### SUPPLIED MATERIAL
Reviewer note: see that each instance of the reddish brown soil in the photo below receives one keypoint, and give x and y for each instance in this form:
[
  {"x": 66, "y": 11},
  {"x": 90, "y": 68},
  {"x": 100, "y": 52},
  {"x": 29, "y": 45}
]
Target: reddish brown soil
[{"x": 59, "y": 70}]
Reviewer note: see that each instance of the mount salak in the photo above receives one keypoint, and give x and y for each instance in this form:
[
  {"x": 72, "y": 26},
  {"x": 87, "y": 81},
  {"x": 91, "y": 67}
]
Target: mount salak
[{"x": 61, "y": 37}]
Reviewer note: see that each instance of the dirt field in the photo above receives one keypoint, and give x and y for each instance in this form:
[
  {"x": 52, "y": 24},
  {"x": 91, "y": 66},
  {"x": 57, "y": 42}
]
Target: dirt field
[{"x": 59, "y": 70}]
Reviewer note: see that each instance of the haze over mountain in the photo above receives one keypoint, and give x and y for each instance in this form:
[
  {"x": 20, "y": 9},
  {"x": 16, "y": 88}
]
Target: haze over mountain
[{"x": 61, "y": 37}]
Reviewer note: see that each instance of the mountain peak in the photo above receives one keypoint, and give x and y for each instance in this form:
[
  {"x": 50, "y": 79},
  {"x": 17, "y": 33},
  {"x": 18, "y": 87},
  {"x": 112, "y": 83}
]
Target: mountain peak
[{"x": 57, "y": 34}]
...
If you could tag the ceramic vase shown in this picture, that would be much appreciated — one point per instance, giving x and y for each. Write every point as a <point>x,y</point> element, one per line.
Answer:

### TASK
Count the lines in the records above that contain the string "Target", and give only the number.

### COMPLETE ANSWER
5